La prima è Cardacìa, cioè ansietà, cardiopatia, malattia di cuore. Quindi diventa lamentosa, pigra, viene “aggredita” dalla lagnusìa e la cardacìa si trasforma in fastidio, premura esagerata, prurito d’amore. Poi cerca di fare pulizia nel proprio cuore, di fare spazio “S’accapàu. / Ju sugnu brava / sulu / a rimunnari / a fari largasìa / c’û sapi / quant’haiu / a chianciri / ppi tutta ’sta pulizia./” (Largasìa).
Parole che si susseguono per accumulare significati la cui verità, però, è altrove. Esse dicono il taciuto, e il poeta, rischiando la propria coscienza, diventa dicente, mentre gli altri si celano nel loro “non dire”.
È proprio questo dire e non dire su cui ha lavorato Rossitto e che le ha permesso di filtrare le sue poesie.
Dopo l’ansietà, la malattia di cuore; dopo la Cardacìa, appunto, arriva Vampuliàta, la sezione dell’ardore, pari ad una caldana, se dovessimo tradurre alla lettera il termine.
Anche qui l’ardore viene sedato quando l’amato è sfuggevole, quasi come il vento, elemento maschile inafferrabile. Quindi la terza sezione, Frastuornu.
Viene pervasa da quella voglia inquieta, da quella bramosìa che la disturba, che la frastorna, e affida alle parole il compito di esorcizzare la fatica d’amare.
Dopo la cardiopatia, la caldana, la bramosia, è la volta della febbre e della sezione Frevi, “quel moto sregolato del sangue accompagnato da calore e frequenza di polso”.
Non ha importanza se la febbre è malsana, meglio morire d’amore, dovesse essere anche un’erba cattiva:
“Stringimi forti / comu l’erbamala / levimi u ciatu / levimi a vita / tantu senza ri tia / nun campu cchiui / tantu senza ri tia / mancu m’agghiorna…/” (Erbamala).
“Può questo cammino poetico concludersi senza lasciare dei segni? – si chiede Patti – La nostra poetessa, la quale ha certamente un concetto baudelaireano della poesia e cioè che oltre al cuore ella ha soprattutto bisogno di cervello, non poteva chiudere che con Nzinchi, (segni, gesti), la sua ultima sezione”.
Con questa si conclude l’architettura del libro: “Ristau nt’â l’aria / tuttu ddu beni / ca nun n’ama dittu / tutti i paroli / e vasi e abbrazzi / e cosi ruci / fermi nt’â l’aria / nzinchi / di nuatri./” (Nzinchi).
La raccolta è pervasa di parole aperte e positive; molte si chiudono con la lettera “a” e per questo suonano più incisive: largasìa, accomora, vocanzicula, erbamala, lagnusìa, cardacìa, vampuliàta, nuddabbanna, russània.
Fra i più interessanti l’intervento della stessa autrice che ha spiegato il perché della sua scelta linguistica: “Ho iniziato anni fa a studiare la poesia siciliana, - ha detto la dott. Rossitto – soprattutto quella contemporanea, e ad affinare le mie conoscenze relative alla sintassi e soprattutto all’ortografia. In relazione a quest’ultima ho poi scelto quella che è un po’ la mia cifra. La voce della mia terra è quella del dialetto, ci sono radici profonde e avviluppate che nessuno può fingere di ignorare, a qualsiasi terra appartenga”.

════════════════════

ESERCIZI –
A. Riassumi il brano in due frasi.
B. In base al brano, queste affermazioni sono vere? Rispondi sì o no e riporta le parole del testo che lo dimostrano.
(i) La sezione Vampuliàta viene prima di Cardacìa.
(ii) L'ultima sezione della raccolta è Nzinchi.
(iii) Rossitto ha studiato soprattutto la poesia siciliana antica.
C. Elenca tutte le sezioni della raccolta nominate nel brano.

ESTRATTO DEL MATERIALE –

════════════════════

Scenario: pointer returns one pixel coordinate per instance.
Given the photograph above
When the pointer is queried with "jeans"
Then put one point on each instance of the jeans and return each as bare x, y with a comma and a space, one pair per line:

════════════════════

SOLUZIONI –
A. Il brano descrive le sezioni della raccolta di Rossitto (Cardacìa, Vampuliàta, Frastuornu, Frevi e Nzinchi), che vanno dall'ansietà all'ardore, alla bramosia e alla febbre d'amore, fino ai segni con cui si chiude il libro. L'autrice spiega di aver scelto il dialetto siciliano come voce della sua terra, dopo anni di studio della poesia siciliana.

B.
(i) No: "dopo la Cardacìa, appunto, arriva Vampuliàta".
(ii) Sì: "non poteva chiudere che con Nzinchi, (segni, gesti), la sua ultima sezione".
(iii) No: "soprattutto quella contemporanea".

C. Cardacìa, Vampuliàta, Frastuornu, Frevi, Nzinchi